— begin The input —

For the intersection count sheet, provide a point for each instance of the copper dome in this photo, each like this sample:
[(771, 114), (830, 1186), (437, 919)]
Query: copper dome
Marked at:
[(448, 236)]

— end The input —
— begin The input —

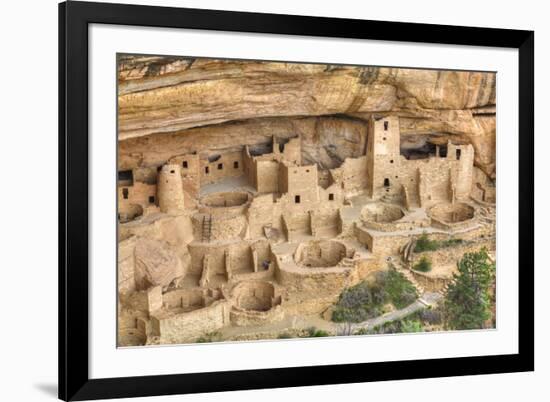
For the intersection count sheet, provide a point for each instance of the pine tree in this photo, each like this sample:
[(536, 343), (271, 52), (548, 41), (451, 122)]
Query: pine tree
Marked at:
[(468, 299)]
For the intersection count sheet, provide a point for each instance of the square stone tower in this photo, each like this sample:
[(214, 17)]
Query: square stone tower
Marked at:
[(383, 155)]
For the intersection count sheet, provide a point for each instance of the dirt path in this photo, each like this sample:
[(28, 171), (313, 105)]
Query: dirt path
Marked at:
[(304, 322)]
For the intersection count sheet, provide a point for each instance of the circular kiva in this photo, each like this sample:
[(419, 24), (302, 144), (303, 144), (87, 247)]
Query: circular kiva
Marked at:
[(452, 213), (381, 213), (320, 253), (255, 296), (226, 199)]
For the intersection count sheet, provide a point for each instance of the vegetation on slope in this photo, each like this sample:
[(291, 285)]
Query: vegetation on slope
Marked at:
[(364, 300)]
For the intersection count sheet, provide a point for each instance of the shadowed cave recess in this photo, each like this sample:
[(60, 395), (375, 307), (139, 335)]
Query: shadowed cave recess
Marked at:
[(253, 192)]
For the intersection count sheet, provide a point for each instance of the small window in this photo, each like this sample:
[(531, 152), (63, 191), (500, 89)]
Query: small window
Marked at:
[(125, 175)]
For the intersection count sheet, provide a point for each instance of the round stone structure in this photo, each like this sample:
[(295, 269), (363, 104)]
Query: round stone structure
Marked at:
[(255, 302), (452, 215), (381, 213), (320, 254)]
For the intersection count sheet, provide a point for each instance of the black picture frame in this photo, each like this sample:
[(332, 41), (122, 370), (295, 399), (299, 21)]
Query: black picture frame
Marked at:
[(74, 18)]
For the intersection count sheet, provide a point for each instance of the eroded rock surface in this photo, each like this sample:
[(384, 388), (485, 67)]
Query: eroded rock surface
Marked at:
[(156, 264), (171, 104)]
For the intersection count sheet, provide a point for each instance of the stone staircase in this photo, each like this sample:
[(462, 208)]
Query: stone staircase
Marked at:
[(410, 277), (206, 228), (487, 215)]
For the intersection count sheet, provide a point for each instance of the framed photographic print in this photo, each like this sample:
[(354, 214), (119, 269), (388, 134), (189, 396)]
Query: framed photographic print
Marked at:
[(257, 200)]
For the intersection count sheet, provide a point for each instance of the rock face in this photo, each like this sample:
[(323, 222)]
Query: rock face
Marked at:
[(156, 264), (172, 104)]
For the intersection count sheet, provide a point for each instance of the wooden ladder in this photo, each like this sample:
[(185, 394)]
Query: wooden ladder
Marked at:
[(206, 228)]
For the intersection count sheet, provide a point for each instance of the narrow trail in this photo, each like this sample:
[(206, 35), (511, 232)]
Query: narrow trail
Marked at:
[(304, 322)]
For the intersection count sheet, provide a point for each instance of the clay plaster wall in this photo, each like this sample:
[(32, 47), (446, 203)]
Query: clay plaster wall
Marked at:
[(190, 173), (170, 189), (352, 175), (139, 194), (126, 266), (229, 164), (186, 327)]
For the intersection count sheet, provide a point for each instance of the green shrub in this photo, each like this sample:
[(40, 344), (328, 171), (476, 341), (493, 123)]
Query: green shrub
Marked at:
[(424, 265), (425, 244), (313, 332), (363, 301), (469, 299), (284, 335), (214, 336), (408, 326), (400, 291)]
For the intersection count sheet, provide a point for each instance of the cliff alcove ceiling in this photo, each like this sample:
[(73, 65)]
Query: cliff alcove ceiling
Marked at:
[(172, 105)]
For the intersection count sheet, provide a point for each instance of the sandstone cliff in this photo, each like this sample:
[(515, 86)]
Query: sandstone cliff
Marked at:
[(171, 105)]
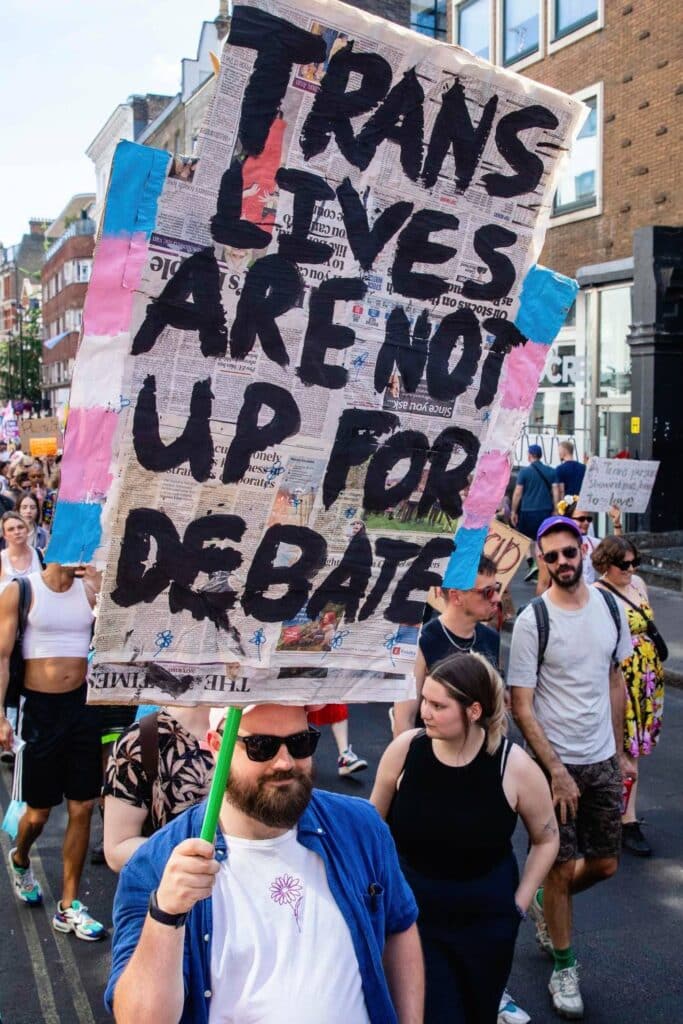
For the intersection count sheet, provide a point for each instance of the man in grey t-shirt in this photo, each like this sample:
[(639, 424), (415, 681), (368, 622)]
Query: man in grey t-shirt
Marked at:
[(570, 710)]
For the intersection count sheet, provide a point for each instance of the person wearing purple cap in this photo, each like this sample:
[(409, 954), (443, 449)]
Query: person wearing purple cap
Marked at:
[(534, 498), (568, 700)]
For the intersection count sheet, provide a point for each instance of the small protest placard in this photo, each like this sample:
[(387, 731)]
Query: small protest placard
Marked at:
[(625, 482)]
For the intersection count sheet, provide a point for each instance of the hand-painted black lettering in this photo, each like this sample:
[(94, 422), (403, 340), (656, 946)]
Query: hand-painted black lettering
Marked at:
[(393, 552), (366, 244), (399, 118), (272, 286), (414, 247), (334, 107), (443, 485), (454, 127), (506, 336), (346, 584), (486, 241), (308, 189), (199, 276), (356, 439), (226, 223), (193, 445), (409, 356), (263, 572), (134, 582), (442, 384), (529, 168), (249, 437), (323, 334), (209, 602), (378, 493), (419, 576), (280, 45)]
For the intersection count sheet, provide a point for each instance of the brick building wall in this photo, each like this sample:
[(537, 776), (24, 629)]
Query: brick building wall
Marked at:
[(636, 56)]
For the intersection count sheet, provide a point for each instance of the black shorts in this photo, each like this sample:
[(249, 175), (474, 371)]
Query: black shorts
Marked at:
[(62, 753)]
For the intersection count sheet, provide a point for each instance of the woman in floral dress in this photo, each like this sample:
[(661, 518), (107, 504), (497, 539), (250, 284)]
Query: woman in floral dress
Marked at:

— end The input —

Required work
Extract the records without changes, everything from the line containing "of the cliff" down to the line containing "[(570, 710)]", both of those lines included. Leave the pictures out of your answer.

Output of the exercise
For the intersection count sheet, provide a point for each instance of the cliff alcove ceiling in this photo, each like this sample:
[(73, 65)]
Query: cliff alcove ceiling
Marked at:
[(172, 105)]
For the intersection count sheet, provide a point for each instance of the sandstone cliff in this photo, each like this sample:
[(515, 86)]
Query: sandstone cliff
Marked at:
[(171, 105)]
For the intersection count sheet, provide a point for each instance of the man in grey t-shirt in this photo, each like this sample:
[(639, 424), (415, 681), (368, 622)]
Query: man in grey t-shirt
Marked at:
[(570, 710)]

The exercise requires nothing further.